Monitoring and Logging
Monitoring
Amazon ECS provides monitoring capabilities for your containers and clusters through Amazon CloudWatch. You can monitor average and aggregate CPU and memory utilization of running tasks as grouped by task definition, service, or cluster. You can also set CloudWatch alarms to alert you when your containers or clusters need to scale up or down.
Logging
Amazon ECS allows you to record all your Amazon ECS API calls and have the log files delivered to you through Amazon CloudTrail. The recorded information includes the identity of the API caller, the time of the API call, the source IP address of the API caller, the request parameters, and the response elements returned by Amazon ECS. CloudTrail provides you a history of API calls made from the Amazon Web Services Management Console, Amazon Web Services SDKs, and Amazon CLI. It enables security analysis, resource change tracking, and compliance auditing.
Amazon Config
Amazon Config integrates with Amazon ECS to provide you visibility into your configuration of Amazon Web Services resources in your Amazon Web Services account. Amazon Config allows you to monitor and track how resources were configured, how they relate to one another, and how the configurations and relationships change over time. Amazon Config enables you to simplify compliance and security, operational troubleshooting, and resource administration.
Intended Usage and Restrictions
Your use of this service is subject to the Amazon Web Services Customer Agreement.

> **Tasks to complete**
1. Set down, word for word, the stretch of the Amazon ECS monitoring text from "Monitoring and Logging" through "up or down.".
2. Answer from the Amazon ECS monitoring text:
(a) Through which service does Amazon ECS provide monitoring for containers and clusters?
(b) Through which service are the log files of Amazon ECS API calls delivered?
(c) What agreement is use of the service subject to?
The rows play no part in this.

> **Data extracts**
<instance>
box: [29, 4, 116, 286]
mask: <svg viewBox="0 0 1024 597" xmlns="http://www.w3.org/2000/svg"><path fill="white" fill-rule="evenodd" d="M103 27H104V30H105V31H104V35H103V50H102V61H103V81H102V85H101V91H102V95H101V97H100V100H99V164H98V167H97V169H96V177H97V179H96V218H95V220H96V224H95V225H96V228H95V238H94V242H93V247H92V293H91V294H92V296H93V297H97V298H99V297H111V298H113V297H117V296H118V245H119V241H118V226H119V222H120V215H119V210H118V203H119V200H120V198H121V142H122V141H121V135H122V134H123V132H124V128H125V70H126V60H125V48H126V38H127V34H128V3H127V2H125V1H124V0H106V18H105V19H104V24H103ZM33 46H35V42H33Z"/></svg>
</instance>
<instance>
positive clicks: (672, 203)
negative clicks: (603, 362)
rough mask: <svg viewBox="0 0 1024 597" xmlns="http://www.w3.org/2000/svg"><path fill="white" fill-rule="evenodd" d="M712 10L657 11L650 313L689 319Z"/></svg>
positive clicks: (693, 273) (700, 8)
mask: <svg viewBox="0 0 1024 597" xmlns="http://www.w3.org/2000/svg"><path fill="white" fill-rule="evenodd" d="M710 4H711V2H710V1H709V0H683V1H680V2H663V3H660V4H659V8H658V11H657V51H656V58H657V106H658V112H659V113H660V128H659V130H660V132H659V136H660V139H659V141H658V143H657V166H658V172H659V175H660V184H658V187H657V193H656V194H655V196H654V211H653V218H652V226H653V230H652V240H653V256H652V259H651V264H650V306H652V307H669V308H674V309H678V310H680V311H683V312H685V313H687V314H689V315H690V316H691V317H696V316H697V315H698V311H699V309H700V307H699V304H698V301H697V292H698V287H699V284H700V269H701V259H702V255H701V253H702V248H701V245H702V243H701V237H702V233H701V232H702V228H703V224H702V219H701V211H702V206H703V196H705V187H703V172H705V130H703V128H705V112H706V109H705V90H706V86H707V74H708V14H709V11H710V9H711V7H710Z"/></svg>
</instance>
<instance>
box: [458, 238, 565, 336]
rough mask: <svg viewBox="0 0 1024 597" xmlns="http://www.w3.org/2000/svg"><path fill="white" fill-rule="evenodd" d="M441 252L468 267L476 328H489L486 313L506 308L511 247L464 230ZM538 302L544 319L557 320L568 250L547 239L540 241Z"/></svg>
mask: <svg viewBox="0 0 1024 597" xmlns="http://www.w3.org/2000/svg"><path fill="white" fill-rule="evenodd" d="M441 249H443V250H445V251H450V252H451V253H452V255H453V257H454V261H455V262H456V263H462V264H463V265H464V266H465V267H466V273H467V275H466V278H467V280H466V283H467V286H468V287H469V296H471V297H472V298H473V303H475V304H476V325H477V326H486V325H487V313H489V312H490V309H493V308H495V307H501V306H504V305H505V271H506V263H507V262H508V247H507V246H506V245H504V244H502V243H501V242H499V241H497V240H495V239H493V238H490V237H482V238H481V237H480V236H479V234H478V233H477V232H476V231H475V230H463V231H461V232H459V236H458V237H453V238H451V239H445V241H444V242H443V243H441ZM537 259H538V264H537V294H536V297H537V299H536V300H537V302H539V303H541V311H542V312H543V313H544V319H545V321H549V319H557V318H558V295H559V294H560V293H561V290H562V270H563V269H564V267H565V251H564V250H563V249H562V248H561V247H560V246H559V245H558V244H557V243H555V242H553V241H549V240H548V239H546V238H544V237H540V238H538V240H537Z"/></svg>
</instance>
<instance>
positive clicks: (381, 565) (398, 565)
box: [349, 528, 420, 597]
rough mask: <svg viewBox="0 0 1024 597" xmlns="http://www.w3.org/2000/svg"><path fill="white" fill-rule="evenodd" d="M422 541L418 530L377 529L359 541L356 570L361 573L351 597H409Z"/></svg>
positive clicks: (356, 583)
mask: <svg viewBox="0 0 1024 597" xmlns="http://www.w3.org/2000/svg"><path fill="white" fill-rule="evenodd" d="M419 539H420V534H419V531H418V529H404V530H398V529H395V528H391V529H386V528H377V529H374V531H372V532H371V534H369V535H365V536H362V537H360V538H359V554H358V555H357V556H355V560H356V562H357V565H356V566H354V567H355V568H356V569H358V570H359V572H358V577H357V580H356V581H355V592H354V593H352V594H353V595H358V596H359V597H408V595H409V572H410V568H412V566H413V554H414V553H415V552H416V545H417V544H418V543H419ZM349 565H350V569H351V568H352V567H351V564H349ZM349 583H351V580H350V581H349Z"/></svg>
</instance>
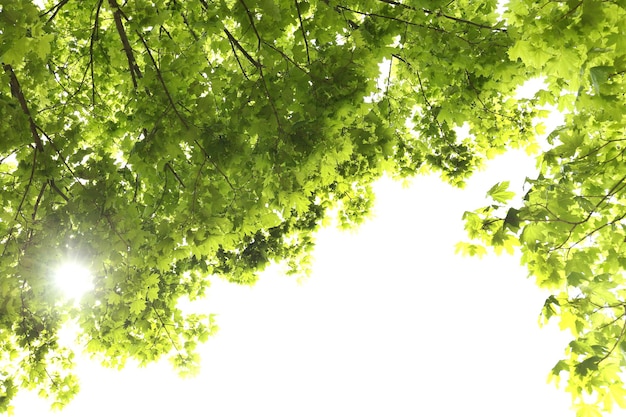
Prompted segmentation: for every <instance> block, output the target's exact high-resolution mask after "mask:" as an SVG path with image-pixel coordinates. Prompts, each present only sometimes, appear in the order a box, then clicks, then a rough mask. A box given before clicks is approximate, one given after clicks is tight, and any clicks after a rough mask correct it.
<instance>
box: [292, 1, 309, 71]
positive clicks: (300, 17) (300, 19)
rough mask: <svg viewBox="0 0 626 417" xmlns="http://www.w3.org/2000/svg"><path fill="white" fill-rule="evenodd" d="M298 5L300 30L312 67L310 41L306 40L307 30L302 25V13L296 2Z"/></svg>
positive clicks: (297, 8) (306, 59)
mask: <svg viewBox="0 0 626 417" xmlns="http://www.w3.org/2000/svg"><path fill="white" fill-rule="evenodd" d="M294 2H295V3H296V10H297V11H298V20H299V21H300V30H301V31H302V37H303V38H304V46H305V48H306V61H307V63H308V64H309V65H311V56H310V55H309V41H308V40H307V38H306V30H305V29H304V23H302V13H301V12H300V4H299V3H298V0H294Z"/></svg>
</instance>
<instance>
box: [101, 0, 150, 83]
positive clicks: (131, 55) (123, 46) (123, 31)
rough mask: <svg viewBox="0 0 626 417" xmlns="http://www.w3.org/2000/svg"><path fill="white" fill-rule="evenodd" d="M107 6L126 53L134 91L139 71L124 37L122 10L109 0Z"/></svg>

> **Expected results**
1.
Monitoring and Logging
Monitoring
Amazon ECS provides monitoring capabilities for your containers and clusters through Amazon CloudWatch. You can monitor average and aggregate CPU and memory utilization of running tasks as grouped by task definition, service, or cluster. You can also set CloudWatch alarms to alert you when your containers or clusters need to scale up or down.

2.
(a) Amazon CloudWatch
(b) Amazon CloudTrail
(c) The Amazon Web Services Customer Agreement